## TASK MATERIAL
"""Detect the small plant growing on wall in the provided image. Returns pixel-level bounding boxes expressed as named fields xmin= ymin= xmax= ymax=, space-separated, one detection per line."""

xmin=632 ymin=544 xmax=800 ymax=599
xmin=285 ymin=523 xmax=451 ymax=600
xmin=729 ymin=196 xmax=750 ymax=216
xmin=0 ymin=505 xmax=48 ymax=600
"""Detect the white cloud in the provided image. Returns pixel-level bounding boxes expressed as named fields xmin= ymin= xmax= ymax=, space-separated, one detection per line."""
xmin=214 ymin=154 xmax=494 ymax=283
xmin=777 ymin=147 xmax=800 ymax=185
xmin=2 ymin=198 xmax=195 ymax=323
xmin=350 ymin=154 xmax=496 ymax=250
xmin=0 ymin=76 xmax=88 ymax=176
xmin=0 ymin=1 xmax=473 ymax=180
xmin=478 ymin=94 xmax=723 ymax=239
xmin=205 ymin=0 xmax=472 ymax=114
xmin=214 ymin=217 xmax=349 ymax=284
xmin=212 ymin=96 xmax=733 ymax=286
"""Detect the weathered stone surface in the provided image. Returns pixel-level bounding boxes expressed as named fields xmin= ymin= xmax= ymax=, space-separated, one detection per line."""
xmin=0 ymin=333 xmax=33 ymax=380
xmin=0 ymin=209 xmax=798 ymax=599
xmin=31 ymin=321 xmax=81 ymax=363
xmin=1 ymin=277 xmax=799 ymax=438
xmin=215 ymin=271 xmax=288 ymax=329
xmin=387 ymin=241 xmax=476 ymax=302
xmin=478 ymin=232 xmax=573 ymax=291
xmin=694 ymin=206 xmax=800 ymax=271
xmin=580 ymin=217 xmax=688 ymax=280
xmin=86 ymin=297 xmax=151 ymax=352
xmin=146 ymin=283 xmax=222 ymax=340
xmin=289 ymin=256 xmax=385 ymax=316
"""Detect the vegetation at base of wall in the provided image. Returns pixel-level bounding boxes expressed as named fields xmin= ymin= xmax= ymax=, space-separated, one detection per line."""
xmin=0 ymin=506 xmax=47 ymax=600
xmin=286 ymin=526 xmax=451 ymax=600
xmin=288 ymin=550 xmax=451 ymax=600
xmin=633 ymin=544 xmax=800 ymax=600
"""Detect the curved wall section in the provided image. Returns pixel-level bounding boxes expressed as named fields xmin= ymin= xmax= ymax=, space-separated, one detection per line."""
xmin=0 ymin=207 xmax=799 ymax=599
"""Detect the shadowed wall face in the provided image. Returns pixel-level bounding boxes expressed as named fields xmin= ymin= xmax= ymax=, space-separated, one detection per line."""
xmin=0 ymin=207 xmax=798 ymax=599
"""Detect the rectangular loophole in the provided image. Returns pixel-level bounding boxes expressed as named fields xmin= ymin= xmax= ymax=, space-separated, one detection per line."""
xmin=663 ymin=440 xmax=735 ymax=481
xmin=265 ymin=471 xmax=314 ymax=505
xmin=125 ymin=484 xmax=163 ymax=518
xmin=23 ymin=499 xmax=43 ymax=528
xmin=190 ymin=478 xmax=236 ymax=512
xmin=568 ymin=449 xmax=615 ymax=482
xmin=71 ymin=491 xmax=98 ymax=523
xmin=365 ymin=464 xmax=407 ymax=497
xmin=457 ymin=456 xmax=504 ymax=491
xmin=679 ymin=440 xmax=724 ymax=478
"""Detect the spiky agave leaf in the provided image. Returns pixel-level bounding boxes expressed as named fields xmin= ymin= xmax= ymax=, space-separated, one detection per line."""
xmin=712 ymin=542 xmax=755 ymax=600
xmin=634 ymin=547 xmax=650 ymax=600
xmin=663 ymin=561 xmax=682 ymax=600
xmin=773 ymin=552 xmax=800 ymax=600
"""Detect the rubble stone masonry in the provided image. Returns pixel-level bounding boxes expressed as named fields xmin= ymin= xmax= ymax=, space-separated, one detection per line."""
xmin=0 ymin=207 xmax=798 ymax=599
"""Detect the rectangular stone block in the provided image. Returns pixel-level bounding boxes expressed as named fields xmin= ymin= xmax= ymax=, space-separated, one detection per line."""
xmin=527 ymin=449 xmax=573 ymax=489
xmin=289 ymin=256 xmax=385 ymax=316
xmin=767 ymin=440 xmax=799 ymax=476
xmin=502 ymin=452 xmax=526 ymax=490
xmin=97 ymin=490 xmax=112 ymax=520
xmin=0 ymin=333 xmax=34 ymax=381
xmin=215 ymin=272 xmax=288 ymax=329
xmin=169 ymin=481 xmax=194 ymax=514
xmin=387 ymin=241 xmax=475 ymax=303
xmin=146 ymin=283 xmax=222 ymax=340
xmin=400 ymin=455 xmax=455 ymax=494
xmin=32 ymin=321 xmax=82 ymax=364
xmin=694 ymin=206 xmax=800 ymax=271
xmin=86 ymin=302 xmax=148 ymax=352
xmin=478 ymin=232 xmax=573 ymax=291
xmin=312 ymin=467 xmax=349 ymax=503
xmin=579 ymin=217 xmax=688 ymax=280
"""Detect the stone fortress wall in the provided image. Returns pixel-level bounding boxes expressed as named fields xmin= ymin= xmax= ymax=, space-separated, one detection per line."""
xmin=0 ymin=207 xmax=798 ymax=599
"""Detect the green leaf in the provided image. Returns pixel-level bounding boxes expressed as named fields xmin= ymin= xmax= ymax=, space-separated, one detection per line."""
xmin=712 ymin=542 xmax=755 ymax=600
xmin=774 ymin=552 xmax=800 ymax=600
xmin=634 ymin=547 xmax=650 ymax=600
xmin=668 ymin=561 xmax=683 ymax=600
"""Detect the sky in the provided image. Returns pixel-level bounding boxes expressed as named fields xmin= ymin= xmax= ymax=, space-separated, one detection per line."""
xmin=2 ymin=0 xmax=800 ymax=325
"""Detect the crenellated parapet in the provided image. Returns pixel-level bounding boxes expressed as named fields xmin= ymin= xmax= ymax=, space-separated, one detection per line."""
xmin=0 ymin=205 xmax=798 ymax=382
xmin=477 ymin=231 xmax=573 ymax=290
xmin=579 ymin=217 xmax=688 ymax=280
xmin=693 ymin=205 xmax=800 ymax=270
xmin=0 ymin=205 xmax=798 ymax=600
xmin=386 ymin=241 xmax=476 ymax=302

## WORK ORDER
Retype the material exactly.

## TASK RESULT
"""Detect the small plant growing on wall in the provided image. Returns pixel-level bounding boxes expressed as named fields xmin= ymin= xmax= ymax=, space-separated, one detection per line."""

xmin=632 ymin=544 xmax=800 ymax=599
xmin=285 ymin=523 xmax=451 ymax=600
xmin=729 ymin=196 xmax=750 ymax=216
xmin=0 ymin=505 xmax=48 ymax=600
"""Detect the white cloud in the provided image. Returns pixel-level bounding boxes expressed as named fields xmin= ymin= xmax= ymax=, space-separated, one detection per line."""
xmin=214 ymin=154 xmax=494 ymax=283
xmin=777 ymin=147 xmax=800 ymax=185
xmin=2 ymin=198 xmax=195 ymax=323
xmin=350 ymin=154 xmax=496 ymax=250
xmin=0 ymin=76 xmax=88 ymax=176
xmin=0 ymin=1 xmax=473 ymax=180
xmin=478 ymin=94 xmax=723 ymax=239
xmin=205 ymin=0 xmax=472 ymax=114
xmin=214 ymin=217 xmax=349 ymax=284
xmin=212 ymin=96 xmax=733 ymax=286
"""Detect the weathered stone surface in the provided image. Returns pixel-level bounding boxes expressed as named fields xmin= ymin= xmax= ymax=, space-separated, one detection per line."""
xmin=0 ymin=333 xmax=33 ymax=380
xmin=0 ymin=209 xmax=798 ymax=599
xmin=31 ymin=321 xmax=81 ymax=363
xmin=1 ymin=277 xmax=799 ymax=438
xmin=215 ymin=271 xmax=288 ymax=329
xmin=387 ymin=241 xmax=476 ymax=302
xmin=478 ymin=232 xmax=573 ymax=291
xmin=694 ymin=206 xmax=800 ymax=271
xmin=580 ymin=217 xmax=688 ymax=280
xmin=86 ymin=297 xmax=151 ymax=352
xmin=146 ymin=283 xmax=222 ymax=340
xmin=289 ymin=256 xmax=385 ymax=316
"""Detect the vegetation at base of wall in the provided image. Returns pixel-level bounding boxes expressed as named fields xmin= ymin= xmax= ymax=, space-separated, one detection per line."""
xmin=0 ymin=506 xmax=47 ymax=600
xmin=286 ymin=526 xmax=451 ymax=600
xmin=288 ymin=550 xmax=451 ymax=600
xmin=633 ymin=544 xmax=800 ymax=600
"""Detect the curved wall section in the provided image. Returns pixel-level bounding boxes expressed as named fields xmin= ymin= xmax= ymax=, space-separated, one detection per line."""
xmin=0 ymin=207 xmax=799 ymax=599
"""Detect the shadowed wall face in the provided image. Returns pixel-level bounding boxes expressed as named fields xmin= ymin= xmax= ymax=, space-separated, one detection per line."""
xmin=0 ymin=207 xmax=798 ymax=599
"""Detect the rectangular loophole in the provided image. Returns pixel-level bounding boxes expressed as named fields xmin= ymin= xmax= ymax=, space-separated, one detection per line."""
xmin=663 ymin=440 xmax=735 ymax=481
xmin=265 ymin=471 xmax=314 ymax=505
xmin=125 ymin=484 xmax=163 ymax=518
xmin=23 ymin=499 xmax=43 ymax=528
xmin=190 ymin=478 xmax=236 ymax=512
xmin=568 ymin=449 xmax=615 ymax=482
xmin=71 ymin=491 xmax=98 ymax=523
xmin=365 ymin=464 xmax=407 ymax=497
xmin=457 ymin=456 xmax=504 ymax=491
xmin=679 ymin=440 xmax=724 ymax=478
"""Detect the spiky agave leaf in the provided image. Returns pixel-level bounding boxes expressed as named fields xmin= ymin= xmax= ymax=, space-separated, one detection per line."""
xmin=712 ymin=542 xmax=755 ymax=600
xmin=634 ymin=547 xmax=650 ymax=600
xmin=663 ymin=561 xmax=682 ymax=600
xmin=773 ymin=552 xmax=800 ymax=600
"""Detect the rubble stone masonry in the provided image. Returns pixel-level bounding boxes expressed as named fields xmin= ymin= xmax= ymax=, space-separated, one detection per line."""
xmin=0 ymin=207 xmax=798 ymax=599
"""Detect the rectangular stone block in the provided image. Returns pixel-level bounding boxes expressed as named fields xmin= ymin= xmax= ymax=, space-separated, one detection per line."""
xmin=527 ymin=449 xmax=573 ymax=489
xmin=289 ymin=256 xmax=385 ymax=316
xmin=767 ymin=440 xmax=799 ymax=476
xmin=502 ymin=452 xmax=526 ymax=490
xmin=97 ymin=490 xmax=112 ymax=520
xmin=0 ymin=333 xmax=34 ymax=381
xmin=215 ymin=272 xmax=288 ymax=329
xmin=169 ymin=481 xmax=194 ymax=514
xmin=387 ymin=241 xmax=475 ymax=303
xmin=146 ymin=283 xmax=222 ymax=340
xmin=400 ymin=455 xmax=455 ymax=494
xmin=32 ymin=321 xmax=82 ymax=364
xmin=694 ymin=206 xmax=800 ymax=271
xmin=86 ymin=302 xmax=148 ymax=352
xmin=478 ymin=232 xmax=573 ymax=291
xmin=312 ymin=467 xmax=349 ymax=503
xmin=579 ymin=217 xmax=688 ymax=280
"""Detect the stone fortress wall in the provided image. Returns pixel-level bounding boxes expressed as named fields xmin= ymin= xmax= ymax=, space-separated, one detection per line."""
xmin=0 ymin=207 xmax=798 ymax=599
"""Detect the green leaf in the provided image. Returns pixel-level bounding boxes expressed as named fields xmin= ymin= xmax= ymax=, space-separated, one detection per line."""
xmin=712 ymin=542 xmax=755 ymax=600
xmin=774 ymin=552 xmax=800 ymax=600
xmin=634 ymin=547 xmax=650 ymax=600
xmin=668 ymin=561 xmax=683 ymax=600
"""Detect the sky in the provided image. Returns pixel-level bounding boxes expressed as named fields xmin= ymin= xmax= ymax=, space-separated, one detection per line."""
xmin=2 ymin=0 xmax=800 ymax=325
"""Detect the crenellated parapet in the provided image. Returns pixel-level bounding boxes expressed as named fields xmin= ymin= xmax= ymax=, space-separated, one detection per line."""
xmin=0 ymin=205 xmax=798 ymax=382
xmin=477 ymin=231 xmax=573 ymax=290
xmin=579 ymin=217 xmax=688 ymax=280
xmin=693 ymin=205 xmax=800 ymax=270
xmin=0 ymin=205 xmax=798 ymax=600
xmin=386 ymin=241 xmax=476 ymax=302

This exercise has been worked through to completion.